++++ Data for this exercise ++++
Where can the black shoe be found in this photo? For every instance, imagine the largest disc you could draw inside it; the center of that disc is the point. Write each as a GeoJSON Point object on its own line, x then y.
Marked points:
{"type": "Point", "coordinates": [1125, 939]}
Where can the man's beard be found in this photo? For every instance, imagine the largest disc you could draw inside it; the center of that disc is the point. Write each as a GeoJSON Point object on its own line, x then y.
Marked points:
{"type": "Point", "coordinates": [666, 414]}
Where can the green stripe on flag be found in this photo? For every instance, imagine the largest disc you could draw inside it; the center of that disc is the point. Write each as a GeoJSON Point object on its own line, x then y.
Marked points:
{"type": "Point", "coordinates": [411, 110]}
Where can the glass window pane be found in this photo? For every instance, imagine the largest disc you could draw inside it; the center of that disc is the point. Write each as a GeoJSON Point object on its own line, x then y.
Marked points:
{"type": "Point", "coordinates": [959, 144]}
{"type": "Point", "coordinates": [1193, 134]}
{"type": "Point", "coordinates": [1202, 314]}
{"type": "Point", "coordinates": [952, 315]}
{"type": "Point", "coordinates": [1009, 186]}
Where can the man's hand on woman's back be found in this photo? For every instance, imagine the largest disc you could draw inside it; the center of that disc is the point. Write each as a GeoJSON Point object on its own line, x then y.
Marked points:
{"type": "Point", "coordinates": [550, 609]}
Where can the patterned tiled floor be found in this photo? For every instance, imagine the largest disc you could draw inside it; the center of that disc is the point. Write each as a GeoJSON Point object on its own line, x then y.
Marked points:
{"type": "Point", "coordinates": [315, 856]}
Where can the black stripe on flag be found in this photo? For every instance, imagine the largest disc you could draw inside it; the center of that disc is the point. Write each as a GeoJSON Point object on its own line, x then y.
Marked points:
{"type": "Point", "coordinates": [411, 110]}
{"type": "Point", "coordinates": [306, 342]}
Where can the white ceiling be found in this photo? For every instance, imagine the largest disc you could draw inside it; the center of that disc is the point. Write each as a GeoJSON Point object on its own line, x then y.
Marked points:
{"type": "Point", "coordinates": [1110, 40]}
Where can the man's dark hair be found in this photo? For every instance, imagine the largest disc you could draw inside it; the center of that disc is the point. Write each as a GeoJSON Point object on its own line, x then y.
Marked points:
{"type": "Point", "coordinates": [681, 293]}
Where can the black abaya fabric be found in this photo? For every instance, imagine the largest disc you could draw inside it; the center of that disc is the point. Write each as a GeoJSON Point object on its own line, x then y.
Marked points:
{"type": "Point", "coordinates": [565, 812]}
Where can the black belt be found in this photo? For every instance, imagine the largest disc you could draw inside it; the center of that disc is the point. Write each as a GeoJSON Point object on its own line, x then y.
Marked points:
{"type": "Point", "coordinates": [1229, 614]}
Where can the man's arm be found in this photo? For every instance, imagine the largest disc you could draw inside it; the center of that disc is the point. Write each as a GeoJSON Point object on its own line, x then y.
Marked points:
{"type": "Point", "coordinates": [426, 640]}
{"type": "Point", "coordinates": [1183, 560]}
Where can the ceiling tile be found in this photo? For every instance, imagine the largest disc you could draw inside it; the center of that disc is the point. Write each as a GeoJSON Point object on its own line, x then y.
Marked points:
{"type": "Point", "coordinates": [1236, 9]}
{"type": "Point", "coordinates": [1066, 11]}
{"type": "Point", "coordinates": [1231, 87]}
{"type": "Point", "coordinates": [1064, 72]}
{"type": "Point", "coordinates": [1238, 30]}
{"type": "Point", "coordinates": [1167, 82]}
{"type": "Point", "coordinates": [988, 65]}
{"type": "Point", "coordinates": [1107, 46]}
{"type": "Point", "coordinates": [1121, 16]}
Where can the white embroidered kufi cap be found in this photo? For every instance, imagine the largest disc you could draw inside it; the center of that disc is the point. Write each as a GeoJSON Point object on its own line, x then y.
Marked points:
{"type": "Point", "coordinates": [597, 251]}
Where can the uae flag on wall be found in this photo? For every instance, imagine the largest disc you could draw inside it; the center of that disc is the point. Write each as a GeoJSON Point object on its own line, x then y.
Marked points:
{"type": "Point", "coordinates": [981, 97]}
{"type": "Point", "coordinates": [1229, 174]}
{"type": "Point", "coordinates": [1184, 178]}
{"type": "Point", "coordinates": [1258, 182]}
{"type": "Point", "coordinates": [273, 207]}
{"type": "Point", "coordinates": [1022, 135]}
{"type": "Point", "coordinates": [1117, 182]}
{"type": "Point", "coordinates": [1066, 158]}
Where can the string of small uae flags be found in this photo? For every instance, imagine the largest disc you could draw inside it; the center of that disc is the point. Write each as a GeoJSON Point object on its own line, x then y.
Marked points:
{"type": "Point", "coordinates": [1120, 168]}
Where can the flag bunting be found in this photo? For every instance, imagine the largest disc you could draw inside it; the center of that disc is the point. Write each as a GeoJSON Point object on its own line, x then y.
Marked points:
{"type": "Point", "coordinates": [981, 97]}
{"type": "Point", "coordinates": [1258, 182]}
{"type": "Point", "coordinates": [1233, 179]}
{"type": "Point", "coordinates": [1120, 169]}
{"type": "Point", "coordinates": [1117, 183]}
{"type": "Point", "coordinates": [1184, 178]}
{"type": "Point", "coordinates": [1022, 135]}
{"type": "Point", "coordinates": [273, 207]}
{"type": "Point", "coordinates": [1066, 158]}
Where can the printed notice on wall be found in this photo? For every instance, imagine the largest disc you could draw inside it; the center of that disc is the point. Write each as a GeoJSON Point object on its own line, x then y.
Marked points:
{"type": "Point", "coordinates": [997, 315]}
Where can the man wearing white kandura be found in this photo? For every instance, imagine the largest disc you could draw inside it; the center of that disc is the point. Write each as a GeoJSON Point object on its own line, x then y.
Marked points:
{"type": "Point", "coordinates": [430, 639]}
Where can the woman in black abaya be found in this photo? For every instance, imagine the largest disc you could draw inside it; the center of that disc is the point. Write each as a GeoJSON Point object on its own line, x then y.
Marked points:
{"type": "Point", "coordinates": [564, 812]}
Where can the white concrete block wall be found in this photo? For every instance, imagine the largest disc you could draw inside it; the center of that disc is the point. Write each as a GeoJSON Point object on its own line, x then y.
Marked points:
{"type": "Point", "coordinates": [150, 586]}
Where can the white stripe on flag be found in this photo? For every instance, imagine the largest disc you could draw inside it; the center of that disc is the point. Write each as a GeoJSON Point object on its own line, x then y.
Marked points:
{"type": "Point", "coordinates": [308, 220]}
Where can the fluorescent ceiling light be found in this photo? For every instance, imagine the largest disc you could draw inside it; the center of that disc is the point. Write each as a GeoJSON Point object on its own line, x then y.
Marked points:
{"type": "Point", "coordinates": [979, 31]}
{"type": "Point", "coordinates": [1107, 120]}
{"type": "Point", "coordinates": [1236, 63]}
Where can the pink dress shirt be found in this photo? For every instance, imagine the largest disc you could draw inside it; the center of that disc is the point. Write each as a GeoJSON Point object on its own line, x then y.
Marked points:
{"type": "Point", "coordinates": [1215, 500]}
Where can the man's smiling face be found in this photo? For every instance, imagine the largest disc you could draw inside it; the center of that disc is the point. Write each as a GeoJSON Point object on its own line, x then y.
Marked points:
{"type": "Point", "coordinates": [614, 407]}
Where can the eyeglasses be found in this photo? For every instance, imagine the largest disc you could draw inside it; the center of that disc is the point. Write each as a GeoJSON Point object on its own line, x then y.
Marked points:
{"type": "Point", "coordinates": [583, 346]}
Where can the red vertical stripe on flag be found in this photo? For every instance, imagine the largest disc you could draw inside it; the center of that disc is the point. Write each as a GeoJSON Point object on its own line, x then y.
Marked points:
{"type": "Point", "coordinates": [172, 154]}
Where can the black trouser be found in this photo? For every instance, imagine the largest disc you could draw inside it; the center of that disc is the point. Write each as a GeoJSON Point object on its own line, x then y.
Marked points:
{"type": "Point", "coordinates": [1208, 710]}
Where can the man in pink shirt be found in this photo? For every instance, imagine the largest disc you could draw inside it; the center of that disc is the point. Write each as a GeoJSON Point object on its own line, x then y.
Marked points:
++++
* _Stated exercise_: Rewrite the lines starting with the one that contains "Where can the red" and going on through the last line, replacing "Marked points" with "Chosen points" and leaving everything else unchanged.

* _Task response_:
Where can the red vertical stripe on flag be found in this photo? For every instance, imagine the largest disc you could draw inside it; the center of that disc is the point. Write each as a GeoJSON Point object on its own line, x then y.
Chosen points:
{"type": "Point", "coordinates": [172, 154]}
Where can the black trouser be found in this photo? For every instance, imagine the largest disc you could draw inside it; the center of that disc is the point. Write each as a GeoJSON Point object on its own line, x then y.
Chosen points:
{"type": "Point", "coordinates": [1208, 710]}
Where can the man in pink shirt be found in this photo? For every instance, imagine the largest disc you could draw inside it; the center of that disc is the point. Write each as a GeoJSON Point object on its own line, x then y.
Chosen points:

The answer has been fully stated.